**Task details:**
Reproduce the material in full, exactly as written.

··· Data for this task

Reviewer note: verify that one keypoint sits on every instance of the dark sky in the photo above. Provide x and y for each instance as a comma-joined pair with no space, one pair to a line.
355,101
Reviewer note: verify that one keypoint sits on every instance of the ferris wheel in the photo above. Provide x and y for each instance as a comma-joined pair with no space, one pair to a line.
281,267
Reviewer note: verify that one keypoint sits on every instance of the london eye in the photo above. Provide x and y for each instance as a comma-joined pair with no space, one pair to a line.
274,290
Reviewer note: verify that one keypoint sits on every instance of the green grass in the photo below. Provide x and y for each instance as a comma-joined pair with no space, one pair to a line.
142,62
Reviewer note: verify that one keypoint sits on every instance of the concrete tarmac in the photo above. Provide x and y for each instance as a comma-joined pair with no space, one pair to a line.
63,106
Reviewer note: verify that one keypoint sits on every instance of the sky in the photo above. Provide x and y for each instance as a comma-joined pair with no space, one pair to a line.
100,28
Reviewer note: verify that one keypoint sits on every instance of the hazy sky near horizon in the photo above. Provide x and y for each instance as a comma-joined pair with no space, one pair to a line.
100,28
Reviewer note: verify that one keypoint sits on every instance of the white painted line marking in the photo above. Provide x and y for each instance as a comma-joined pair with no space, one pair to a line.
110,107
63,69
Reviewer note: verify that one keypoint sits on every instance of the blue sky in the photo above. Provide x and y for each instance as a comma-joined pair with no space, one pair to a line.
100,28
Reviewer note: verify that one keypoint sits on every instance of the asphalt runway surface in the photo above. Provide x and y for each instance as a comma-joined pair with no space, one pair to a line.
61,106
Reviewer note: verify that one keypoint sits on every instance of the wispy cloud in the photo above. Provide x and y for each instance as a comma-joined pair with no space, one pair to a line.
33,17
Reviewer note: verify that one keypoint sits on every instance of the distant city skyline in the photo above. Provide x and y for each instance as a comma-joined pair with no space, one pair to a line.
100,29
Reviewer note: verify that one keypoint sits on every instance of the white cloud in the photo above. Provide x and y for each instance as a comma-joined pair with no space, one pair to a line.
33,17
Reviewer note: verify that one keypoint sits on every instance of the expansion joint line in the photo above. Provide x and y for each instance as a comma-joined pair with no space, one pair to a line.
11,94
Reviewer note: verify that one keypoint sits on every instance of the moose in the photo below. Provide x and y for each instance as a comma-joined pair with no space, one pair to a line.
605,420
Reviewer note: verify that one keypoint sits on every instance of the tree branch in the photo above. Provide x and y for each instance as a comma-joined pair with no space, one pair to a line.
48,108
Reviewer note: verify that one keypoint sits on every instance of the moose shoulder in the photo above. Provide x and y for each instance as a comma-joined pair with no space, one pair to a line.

······

**Worked answer:**
Reviewer note: verify that one keypoint sits on every instance of the dark sky in the photo above. Provide x and y for each instance as a comma-joined pair with no space, one pair to a line.
355,101
Reviewer note: verify that one keypoint sits on every instance of the ferris wheel in the photo above. Provide x and y for each instance as a comma-joined pair with no space, one pair to a line.
281,267
Reviewer note: verify that one keypoint sits on every instance of the london eye in the photo above. Provide x and y for each instance as a comma-joined pair with no space, one pair to a line.
274,290
Reviewer note: verify that one keypoint sits on every instance of the green grass in the photo below. Provide x and y for each instance as a comma-joined pair with no space, one pair to a line.
142,62
Reviewer note: verify that one keypoint sits on every instance of the concrete tarmac in the photo above. Provide x and y for each instance as a comma-joined pair with no space, one pair to a line.
63,106
Reviewer note: verify that one keypoint sits on every instance of the sky in the photo above. Provide x and y for each instance as a comma-joined pair with no space, one pair to a line.
100,28
Reviewer note: verify that one keypoint sits on every instance of the hazy sky near horizon in the photo above. Provide x and y for each instance as a comma-joined pair with no space, one pair to a line.
100,28
Reviewer note: verify that one keypoint sits on every instance of the white painted line marking in the photo above. Provide x and y for each instance as a comma-joined pair with no space, one pair to a line.
110,107
63,69
Reviewer note: verify that one keypoint sits on every instance of the blue sky in the photo above. Provide x and y for each instance as a comma-joined pair with no space, one pair to a line.
100,28
Reviewer note: verify that one keypoint sits on every instance of the asphalt runway surface in the photo above. Provide x and y for each instance as a comma-joined pair with no space, one pair to a line.
61,106
Reviewer note: verify that one keypoint sits on every instance of the wispy cloud in the photo above. Provide x and y for each instance as a comma-joined pair with no space, one pair to a line.
33,17
Reviewer note: verify that one keypoint sits on every instance of the distant city skyline in the photo above. Provide x and y for each instance as a comma-joined pair with no space, one pair to a line.
100,29
Reviewer note: verify that one keypoint sits on every instance of the white cloud in the photo above. Provide x and y for each instance as a comma-joined pair with no space, one pair to a line.
33,17
Reviewer note: verify that one keypoint sits on every instance of the expansion joint line in the photo above. Provide x and y for each instance as a comma-joined pair with no space, one pair to a line.
11,94
Reviewer note: verify that one keypoint sits on every instance of the moose in the photo below. Provide x and y for each instance as a comma-joined pair with no space, one pair to a line.
605,420
Reviewer note: verify that one keypoint sits on every instance of the tree branch in the photo above. Provide x and y for each instance as a comma-joined pair with no space, one pair to a line.
48,108
Reviewer note: verify that one keypoint sits on every instance of the moose shoulder in the photo above. Provide x and y for each instance as a comma-joined pair with no space, one pair to a line.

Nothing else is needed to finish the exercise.